──────── EXTRACTED DATA ────────

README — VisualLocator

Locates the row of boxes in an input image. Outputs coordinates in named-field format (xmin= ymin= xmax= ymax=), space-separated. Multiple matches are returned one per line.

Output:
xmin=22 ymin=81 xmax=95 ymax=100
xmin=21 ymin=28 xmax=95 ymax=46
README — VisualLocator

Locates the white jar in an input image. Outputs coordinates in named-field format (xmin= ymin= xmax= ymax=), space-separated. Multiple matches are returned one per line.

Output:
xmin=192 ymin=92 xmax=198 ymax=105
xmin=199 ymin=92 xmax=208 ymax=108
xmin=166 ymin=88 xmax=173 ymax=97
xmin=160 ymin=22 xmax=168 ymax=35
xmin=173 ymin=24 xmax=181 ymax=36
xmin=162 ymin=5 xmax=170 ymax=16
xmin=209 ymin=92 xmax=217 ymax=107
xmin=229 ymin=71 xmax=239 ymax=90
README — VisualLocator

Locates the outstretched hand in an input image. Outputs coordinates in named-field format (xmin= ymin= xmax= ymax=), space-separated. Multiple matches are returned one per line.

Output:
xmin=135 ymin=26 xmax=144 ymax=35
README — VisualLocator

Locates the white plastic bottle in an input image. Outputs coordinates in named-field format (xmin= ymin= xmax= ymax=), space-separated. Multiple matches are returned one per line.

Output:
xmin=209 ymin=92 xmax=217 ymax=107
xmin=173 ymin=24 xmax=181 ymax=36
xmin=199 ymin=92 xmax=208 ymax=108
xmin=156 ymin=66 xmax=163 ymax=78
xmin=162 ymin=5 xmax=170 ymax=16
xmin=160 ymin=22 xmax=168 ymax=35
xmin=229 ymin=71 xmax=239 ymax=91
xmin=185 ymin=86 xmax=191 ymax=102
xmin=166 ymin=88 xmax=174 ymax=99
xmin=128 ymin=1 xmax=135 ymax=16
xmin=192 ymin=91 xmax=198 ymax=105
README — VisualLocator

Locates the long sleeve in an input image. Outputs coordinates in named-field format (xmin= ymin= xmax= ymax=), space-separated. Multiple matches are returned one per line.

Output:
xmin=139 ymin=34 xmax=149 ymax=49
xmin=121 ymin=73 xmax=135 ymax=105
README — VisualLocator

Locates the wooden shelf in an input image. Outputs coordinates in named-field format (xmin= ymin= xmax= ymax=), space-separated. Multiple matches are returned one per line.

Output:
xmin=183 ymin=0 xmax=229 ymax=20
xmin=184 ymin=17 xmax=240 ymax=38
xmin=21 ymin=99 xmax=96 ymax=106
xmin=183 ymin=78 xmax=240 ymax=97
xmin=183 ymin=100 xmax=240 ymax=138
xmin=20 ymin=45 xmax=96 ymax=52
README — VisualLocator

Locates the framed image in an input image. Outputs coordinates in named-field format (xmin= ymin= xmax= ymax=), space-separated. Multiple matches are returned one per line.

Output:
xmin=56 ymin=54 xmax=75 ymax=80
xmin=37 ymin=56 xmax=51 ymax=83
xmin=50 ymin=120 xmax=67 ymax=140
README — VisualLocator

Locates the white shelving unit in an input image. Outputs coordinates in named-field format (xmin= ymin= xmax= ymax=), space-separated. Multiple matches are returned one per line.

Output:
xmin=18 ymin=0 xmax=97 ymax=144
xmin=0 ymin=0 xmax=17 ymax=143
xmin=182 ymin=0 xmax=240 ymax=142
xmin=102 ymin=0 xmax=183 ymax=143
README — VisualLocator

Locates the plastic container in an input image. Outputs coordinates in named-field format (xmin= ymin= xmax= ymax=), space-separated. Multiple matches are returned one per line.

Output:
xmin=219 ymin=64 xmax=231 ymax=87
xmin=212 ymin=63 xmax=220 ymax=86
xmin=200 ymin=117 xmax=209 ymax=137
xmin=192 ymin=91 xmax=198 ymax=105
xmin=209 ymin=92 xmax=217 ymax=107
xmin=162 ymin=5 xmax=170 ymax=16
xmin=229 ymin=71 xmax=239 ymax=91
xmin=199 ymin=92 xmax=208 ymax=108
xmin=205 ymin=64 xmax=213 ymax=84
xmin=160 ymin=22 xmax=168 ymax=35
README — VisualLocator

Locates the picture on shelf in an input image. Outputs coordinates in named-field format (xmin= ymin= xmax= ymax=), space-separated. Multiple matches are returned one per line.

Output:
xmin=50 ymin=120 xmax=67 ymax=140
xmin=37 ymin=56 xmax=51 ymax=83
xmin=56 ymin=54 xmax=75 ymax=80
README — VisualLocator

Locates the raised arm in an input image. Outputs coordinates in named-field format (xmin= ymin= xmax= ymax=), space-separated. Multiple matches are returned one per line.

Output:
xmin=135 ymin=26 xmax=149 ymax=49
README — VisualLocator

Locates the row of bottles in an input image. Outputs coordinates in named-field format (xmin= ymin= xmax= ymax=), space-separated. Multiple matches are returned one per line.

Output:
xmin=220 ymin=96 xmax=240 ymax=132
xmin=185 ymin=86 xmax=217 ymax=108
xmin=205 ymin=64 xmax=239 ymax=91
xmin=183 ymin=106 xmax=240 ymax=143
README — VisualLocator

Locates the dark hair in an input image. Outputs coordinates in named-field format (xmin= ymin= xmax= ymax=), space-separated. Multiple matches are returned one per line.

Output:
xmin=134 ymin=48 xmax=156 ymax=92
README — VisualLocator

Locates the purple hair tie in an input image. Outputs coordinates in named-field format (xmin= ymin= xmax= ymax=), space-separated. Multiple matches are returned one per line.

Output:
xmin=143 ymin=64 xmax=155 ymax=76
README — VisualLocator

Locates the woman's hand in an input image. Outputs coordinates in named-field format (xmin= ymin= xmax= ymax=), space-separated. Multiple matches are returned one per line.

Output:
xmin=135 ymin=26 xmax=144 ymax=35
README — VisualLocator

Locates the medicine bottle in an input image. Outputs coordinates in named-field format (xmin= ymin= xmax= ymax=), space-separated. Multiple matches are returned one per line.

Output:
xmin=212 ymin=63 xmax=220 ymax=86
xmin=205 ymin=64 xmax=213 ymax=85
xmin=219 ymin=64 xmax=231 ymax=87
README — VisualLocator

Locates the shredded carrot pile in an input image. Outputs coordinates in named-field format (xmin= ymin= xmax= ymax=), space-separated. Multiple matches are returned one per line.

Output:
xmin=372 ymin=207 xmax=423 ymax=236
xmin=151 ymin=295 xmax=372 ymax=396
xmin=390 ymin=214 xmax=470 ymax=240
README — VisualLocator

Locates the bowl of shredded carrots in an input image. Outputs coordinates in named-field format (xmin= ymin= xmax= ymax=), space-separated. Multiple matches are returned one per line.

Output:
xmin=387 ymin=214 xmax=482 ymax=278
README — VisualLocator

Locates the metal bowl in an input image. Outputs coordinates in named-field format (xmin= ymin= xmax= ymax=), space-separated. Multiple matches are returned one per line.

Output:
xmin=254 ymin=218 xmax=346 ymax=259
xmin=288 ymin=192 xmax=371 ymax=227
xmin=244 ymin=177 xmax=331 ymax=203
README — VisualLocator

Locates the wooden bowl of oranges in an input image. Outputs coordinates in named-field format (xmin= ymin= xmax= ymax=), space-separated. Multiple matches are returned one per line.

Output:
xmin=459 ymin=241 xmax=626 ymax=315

────────

## EXERCISE DESCRIPTION
Copy each line of the listing above that contains the word "hand".

## ANSWER TO THIS PROBLEM
Locates the outstretched hand in an input image. Outputs coordinates in named-field format (xmin= ymin= xmax= ymax=), space-separated. Multiple matches are returned one per line.
Locates the woman's hand in an input image. Outputs coordinates in named-field format (xmin= ymin= xmax= ymax=), space-separated. Multiple matches are returned one per line.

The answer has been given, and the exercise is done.